Please reproduce, word for word, the part of the depression therapy passage below that begins at the words "Sadness, anger, frustration, and" and stops after "much happier life.".

PASSAGE:
= = = = = = =

“When I’m depressed, I can’t seem to muster a simple smile.”
“It appears as if everyone is enjoying life, except me. That feels pretty lonely.”
“Depression cheats you out of the best part of life. All I can feel is anger and frustration.”
Sadness, anger, frustration, and loneliness. Those are some of the feelings associated with depression. No wonder it takes the fun out of life!
Can depression therapy really make a difference?
How Depression Therapy Can Bring the Fun Back Into Your Life
When depression therapy is tailored to you individually, it can empower you to manage and reduce symptoms. Psychotherapy – such as Cognitive Behavioral Therapy (CBT) and Interpersonal Therapy (IPT) – can teach you skills to combat depression and lead a much happier life.

= = = = = = =

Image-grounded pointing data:
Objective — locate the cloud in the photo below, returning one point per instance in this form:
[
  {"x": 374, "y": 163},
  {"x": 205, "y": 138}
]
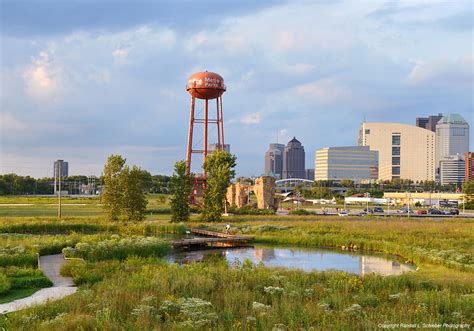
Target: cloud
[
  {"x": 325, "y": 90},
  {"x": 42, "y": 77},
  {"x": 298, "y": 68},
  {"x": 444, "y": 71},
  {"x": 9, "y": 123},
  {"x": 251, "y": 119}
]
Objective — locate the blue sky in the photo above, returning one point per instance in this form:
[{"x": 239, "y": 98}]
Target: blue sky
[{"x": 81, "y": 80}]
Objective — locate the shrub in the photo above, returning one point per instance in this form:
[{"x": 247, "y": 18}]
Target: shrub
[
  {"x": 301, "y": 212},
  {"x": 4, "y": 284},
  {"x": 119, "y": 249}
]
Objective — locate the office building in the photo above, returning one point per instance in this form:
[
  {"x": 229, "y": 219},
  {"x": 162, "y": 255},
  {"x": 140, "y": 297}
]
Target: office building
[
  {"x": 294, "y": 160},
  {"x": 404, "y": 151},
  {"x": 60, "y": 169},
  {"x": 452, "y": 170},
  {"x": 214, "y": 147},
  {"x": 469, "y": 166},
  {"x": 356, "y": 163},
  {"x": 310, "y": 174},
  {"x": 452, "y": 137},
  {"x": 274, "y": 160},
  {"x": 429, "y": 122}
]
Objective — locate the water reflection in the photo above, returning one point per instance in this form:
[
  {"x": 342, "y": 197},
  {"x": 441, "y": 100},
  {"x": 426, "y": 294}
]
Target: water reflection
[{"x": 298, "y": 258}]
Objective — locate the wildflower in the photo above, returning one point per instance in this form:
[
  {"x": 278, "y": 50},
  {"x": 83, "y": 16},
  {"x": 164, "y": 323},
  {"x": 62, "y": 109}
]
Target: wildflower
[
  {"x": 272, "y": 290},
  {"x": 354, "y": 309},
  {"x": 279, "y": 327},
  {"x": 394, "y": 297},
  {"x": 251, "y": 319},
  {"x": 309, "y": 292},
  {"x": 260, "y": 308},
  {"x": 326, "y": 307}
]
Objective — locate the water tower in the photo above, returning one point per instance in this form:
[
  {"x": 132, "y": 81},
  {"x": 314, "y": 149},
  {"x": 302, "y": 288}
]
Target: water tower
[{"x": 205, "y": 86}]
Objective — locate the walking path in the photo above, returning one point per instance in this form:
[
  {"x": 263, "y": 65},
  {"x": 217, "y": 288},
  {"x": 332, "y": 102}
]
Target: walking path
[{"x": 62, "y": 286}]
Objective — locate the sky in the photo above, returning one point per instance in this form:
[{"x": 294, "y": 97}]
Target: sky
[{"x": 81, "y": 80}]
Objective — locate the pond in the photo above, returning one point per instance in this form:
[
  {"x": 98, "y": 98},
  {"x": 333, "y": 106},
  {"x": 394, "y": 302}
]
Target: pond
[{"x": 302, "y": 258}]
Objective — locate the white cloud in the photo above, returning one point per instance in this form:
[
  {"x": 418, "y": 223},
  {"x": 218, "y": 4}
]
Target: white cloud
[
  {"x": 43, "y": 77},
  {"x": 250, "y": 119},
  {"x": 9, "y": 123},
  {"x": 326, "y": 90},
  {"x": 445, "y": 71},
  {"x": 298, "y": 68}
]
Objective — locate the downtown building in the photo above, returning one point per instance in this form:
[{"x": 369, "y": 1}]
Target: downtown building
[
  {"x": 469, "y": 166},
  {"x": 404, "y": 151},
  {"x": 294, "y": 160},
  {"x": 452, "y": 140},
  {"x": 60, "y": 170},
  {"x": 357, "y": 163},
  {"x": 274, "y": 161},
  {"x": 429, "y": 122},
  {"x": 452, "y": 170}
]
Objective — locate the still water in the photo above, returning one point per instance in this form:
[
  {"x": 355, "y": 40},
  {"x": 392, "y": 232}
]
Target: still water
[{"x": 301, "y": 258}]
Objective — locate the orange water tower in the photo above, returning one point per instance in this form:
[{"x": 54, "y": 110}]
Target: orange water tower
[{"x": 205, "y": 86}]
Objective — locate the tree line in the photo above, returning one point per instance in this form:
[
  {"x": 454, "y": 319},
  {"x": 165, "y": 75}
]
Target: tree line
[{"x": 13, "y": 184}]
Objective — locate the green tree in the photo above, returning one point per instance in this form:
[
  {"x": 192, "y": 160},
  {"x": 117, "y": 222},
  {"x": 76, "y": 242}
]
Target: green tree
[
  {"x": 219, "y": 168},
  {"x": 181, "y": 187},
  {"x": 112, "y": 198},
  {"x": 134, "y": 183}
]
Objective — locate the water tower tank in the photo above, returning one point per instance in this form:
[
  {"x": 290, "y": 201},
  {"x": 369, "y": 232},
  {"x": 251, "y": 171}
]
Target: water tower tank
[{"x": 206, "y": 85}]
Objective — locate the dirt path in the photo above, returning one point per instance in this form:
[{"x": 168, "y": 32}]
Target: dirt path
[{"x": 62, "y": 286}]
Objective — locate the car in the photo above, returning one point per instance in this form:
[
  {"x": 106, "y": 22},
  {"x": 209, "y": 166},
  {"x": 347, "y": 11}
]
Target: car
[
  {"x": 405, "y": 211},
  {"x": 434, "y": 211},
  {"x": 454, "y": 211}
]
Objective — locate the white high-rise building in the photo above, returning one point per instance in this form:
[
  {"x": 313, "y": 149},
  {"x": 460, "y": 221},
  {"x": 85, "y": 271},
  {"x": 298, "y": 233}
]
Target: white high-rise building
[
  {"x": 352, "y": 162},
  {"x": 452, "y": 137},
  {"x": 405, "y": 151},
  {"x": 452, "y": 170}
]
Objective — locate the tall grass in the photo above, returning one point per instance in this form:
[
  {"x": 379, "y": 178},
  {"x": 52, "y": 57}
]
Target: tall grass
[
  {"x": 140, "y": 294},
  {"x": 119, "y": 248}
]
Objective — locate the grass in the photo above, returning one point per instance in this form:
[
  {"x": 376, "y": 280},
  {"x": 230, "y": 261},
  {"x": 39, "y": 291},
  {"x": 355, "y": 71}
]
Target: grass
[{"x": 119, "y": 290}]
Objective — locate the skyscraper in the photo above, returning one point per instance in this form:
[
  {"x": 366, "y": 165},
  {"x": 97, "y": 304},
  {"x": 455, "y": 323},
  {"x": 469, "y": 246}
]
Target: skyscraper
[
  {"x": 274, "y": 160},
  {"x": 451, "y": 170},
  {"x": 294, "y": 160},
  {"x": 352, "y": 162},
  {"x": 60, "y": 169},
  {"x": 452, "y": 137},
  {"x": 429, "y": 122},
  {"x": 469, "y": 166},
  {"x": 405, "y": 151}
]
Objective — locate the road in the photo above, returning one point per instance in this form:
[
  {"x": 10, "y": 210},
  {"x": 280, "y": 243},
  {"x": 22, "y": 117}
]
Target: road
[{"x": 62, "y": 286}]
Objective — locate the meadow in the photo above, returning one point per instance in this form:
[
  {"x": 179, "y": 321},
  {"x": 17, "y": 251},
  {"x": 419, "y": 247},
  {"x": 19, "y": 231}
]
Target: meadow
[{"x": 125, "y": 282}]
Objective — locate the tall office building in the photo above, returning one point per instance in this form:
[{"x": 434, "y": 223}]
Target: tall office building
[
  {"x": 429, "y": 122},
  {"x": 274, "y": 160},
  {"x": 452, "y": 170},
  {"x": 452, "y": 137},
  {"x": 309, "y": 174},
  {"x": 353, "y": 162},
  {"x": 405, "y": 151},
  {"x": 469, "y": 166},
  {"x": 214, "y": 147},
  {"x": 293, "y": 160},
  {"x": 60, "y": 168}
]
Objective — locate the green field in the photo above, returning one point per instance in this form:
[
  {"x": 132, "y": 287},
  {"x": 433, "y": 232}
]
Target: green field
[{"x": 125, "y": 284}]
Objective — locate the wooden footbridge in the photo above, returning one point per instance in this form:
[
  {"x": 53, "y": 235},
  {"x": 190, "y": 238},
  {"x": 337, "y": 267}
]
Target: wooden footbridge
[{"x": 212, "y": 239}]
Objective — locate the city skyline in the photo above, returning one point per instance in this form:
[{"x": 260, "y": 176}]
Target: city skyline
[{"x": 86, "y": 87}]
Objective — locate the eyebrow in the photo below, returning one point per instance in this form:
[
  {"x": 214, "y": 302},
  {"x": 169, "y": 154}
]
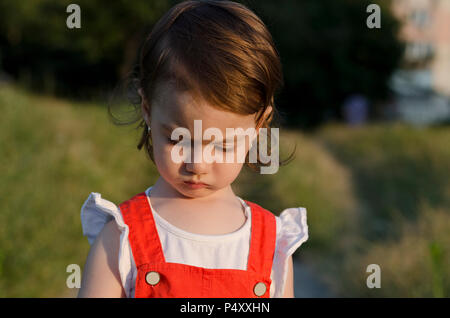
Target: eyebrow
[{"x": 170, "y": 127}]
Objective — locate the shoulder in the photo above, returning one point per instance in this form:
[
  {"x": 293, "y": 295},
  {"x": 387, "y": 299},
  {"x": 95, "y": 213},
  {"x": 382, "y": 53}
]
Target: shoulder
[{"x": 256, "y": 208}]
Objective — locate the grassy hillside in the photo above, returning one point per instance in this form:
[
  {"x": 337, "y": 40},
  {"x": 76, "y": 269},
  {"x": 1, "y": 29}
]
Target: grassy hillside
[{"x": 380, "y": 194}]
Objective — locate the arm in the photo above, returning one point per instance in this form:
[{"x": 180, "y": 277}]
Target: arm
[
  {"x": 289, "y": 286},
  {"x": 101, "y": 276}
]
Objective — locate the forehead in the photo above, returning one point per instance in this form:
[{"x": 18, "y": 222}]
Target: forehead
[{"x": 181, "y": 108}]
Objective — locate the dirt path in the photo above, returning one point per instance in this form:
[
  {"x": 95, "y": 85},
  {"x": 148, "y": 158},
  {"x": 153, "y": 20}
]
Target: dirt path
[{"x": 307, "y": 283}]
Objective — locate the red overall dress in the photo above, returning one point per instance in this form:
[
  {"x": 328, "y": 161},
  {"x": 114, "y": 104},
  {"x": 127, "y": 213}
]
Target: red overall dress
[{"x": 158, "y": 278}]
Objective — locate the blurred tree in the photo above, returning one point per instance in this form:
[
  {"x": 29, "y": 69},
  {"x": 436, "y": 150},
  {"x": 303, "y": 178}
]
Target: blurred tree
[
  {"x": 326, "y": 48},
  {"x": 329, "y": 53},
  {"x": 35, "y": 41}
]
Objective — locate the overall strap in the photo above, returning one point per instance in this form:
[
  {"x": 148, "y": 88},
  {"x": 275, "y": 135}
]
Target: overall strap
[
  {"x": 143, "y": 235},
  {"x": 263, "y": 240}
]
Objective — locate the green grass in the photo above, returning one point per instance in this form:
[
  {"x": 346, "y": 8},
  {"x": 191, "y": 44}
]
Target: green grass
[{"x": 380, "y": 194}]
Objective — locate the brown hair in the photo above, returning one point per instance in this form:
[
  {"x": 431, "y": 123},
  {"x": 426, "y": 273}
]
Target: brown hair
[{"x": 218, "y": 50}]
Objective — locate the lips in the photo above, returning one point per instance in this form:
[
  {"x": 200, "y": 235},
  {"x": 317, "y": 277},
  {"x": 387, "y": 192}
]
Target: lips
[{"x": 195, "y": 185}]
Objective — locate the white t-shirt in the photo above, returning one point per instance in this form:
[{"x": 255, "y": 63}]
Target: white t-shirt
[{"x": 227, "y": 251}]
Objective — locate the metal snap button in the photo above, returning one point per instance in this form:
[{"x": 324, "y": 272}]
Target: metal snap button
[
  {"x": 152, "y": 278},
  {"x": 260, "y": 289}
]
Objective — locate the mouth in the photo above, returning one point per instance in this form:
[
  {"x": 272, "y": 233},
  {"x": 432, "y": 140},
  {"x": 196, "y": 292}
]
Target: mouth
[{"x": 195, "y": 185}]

= = = = = = =

SOLUTION TO THE PROBLEM:
Sadness, anger, frustration, and loneliness. Those are some of the feelings associated with depression. No wonder it takes the fun out of life!
Can depression therapy really make a difference?
How Depression Therapy Can Bring the Fun Back Into Your Life
When depression therapy is tailored to you individually, it can empower you to manage and reduce symptoms. Psychotherapy – such as Cognitive Behavioral Therapy (CBT) and Interpersonal Therapy (IPT) – can teach you skills to combat depression and lead a much happier life.